İstenenler:
1. Verilen metne göre televizyonda en çok izlenen programların başında hangisi geliyor?
2. Lütfen listede "Could you point out the pine" ifadesini içeren satırdan başlayıp listenin son satırına kadar giden satırları, iki uçtaki satırlar da dahil, olduğu gibi çıkar. Resimleri cevaba koyma.

Verilen Metin:
■ ■ ■

1 entry daha
  • binlerce yıldan beri onlarca medeniyet yaşamış bu yamuk dörtgenin içinde. eteklerindeki zenginlikleri döküp gitmişler, giderlerken. bilmeden kullandığımız deyimlerde, bakmadan ezdiğimiz kilimlerin desenlerin, renklerinde, yazmaların oyalarında, halk hikayelerinde, nedenini bilmeden inandığımız batıl inançlarımızda izleri var o kültürlerin. o izler de siliniyor artık. üstlerinden loğ taşı geçmiş gibi düzlenip yok oldular.

    televizyondaki müzik kanallarına şöyle bir takılın, bakın en çok kimler dinleniyor. sesinin dört oktav olduğu söylenen adam türkü söylemiyor; "bebeğimmmm, seni senden çok sevdimm bebegimmmm" diyerek gırtlak nameleri yapıyor. millet, "bas bas paraları leyla'ya, bi daha mı gelcez dünyaya?" ile kendinden geçiyor; "sende kaldı bende kaldı" diyen yarı çıplak hatunun detone sesinden, gözleri bacak arasına odaklanmış olarak, bilmem neresinin kimde kaldığını anlamaya çalışıyor.

    halkımın korkutucu bir çoğunluğu "bana bulaşmayan yılan bin yaşasın" sözünü düstur edinmiş. televizyonda en çok izlenen programların başında show haber geliyor. iştahla küçük kızlara tecavüz eden öğretmenlerin, hastasına sarkan doktorların, çocuğunu zincire bağlamış, annesini pislik içinde yatıran ailelerin, vahşice öldürülen hayvanların kanlı görüntülerini seyrediyor.
    iş yerinde her gün kapıda, asansörde karşılaştığım insanlar bir "günaydın"ı esirgiyorlar. ben dediğimde ise, yüzüme dikilen bakışlardan kendimi ayıp bir şey söylemiş gibi hissediyorum. sifonu asla çekmek gibi bir alışkanlığımız olmadığı ve kendimizden sonra gelen, önümüzden giden insanlara karşı hiç saygımız olmadığı için, hacetimizin kalınlığı konusunda da bayağı bir fikir sahibi oldum.

■ ■ ■

Kayıtlı girdiler
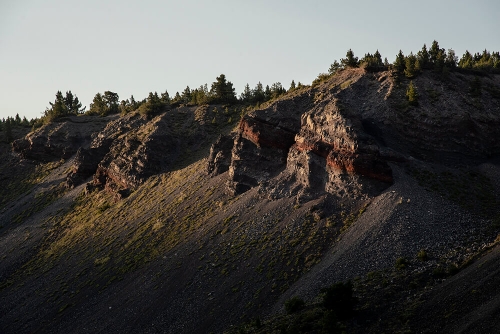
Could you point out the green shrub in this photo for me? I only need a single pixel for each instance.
(294, 304)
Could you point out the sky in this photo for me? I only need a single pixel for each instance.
(137, 47)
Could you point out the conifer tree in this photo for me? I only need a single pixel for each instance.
(466, 61)
(334, 67)
(165, 98)
(411, 94)
(410, 70)
(400, 62)
(423, 57)
(8, 130)
(222, 91)
(451, 59)
(246, 95)
(258, 95)
(98, 106)
(349, 60)
(267, 93)
(186, 95)
(433, 52)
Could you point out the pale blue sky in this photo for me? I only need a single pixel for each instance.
(134, 47)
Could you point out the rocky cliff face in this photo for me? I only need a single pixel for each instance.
(340, 135)
(334, 181)
(61, 139)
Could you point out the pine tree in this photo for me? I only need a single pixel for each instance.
(98, 106)
(8, 130)
(267, 93)
(246, 95)
(186, 95)
(165, 97)
(334, 67)
(222, 91)
(433, 52)
(411, 94)
(400, 62)
(73, 105)
(451, 59)
(410, 70)
(349, 60)
(467, 61)
(111, 100)
(258, 94)
(423, 57)
(17, 120)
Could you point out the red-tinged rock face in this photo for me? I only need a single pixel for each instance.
(265, 134)
(361, 164)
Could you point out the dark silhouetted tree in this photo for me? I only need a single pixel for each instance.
(410, 61)
(8, 130)
(222, 91)
(246, 95)
(423, 57)
(334, 68)
(349, 60)
(400, 62)
(411, 94)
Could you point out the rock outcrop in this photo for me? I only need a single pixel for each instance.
(60, 139)
(87, 160)
(340, 135)
(140, 153)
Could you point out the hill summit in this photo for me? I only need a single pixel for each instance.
(189, 221)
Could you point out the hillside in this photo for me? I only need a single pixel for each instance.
(189, 221)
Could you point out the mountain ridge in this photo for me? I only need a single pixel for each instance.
(323, 184)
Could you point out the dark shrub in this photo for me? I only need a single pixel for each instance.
(294, 304)
(338, 298)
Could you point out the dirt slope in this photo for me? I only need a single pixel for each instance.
(327, 183)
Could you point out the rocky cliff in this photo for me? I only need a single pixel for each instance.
(341, 180)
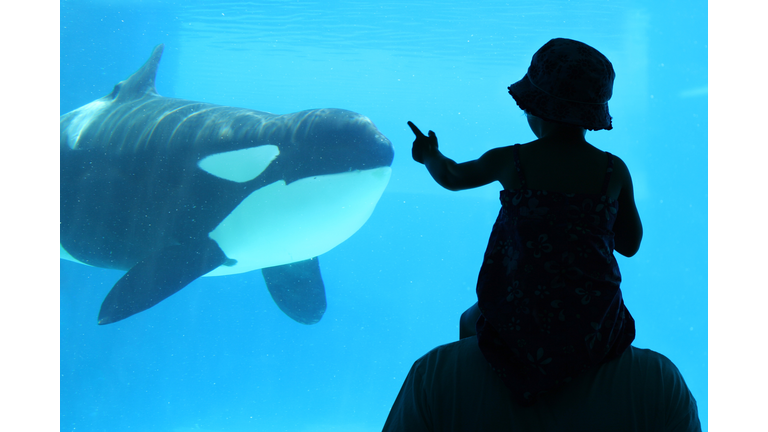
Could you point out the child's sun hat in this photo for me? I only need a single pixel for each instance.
(568, 82)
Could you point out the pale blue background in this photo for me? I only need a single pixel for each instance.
(220, 356)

■ ■ ■

Görev Çözümleri:
1. Show haber.

2.
Could you point out the pine tree in this photo for me? I only need a single pixel for each instance.
(98, 106)
(8, 130)
(267, 93)
(246, 95)
(186, 95)
(165, 97)
(334, 67)
(222, 91)
(433, 52)
(411, 94)
(400, 62)
(73, 105)
(451, 59)
(410, 70)
(349, 60)
(467, 61)
(111, 100)
(258, 94)
(423, 57)
(17, 120)
Could you point out the red-tinged rock face in this photo for me? I only need a single pixel for each instance.
(265, 134)
(361, 164)
Could you point out the dark silhouetted tree in this photo for me? I only need a single pixel for each instance.
(410, 61)
(8, 130)
(222, 91)
(246, 95)
(423, 57)
(334, 68)
(349, 60)
(400, 62)
(411, 94)
Could you point out the rock outcrop in this photo for me? I only need a single pixel for each instance.
(60, 139)
(87, 160)
(340, 135)
(140, 153)
Could you point out the hill summit in this photo for me? I only need a single pixel for each instance.
(189, 221)
Could you point out the hillside in this photo for me? I only need a single pixel for each instance.
(189, 221)
Could you point out the mountain ridge in this photo for me? I only need a single pixel for each instance.
(323, 184)
Could you point out the dark shrub in this photo for me? I only need a single pixel for each instance.
(294, 304)
(338, 298)
Could you point out the dirt slope in this photo for me? I only need a single pixel for each instance.
(327, 183)
Could you point out the rocky cliff in this photo for me? I only need a single pixel for each instance.
(341, 180)
Could you point out the child's sun hat in this photo for me? I only need a single pixel for each instance.
(568, 82)
Could you point out the pale blue background in this photo for me? I only need a single pixel for each instance.
(220, 356)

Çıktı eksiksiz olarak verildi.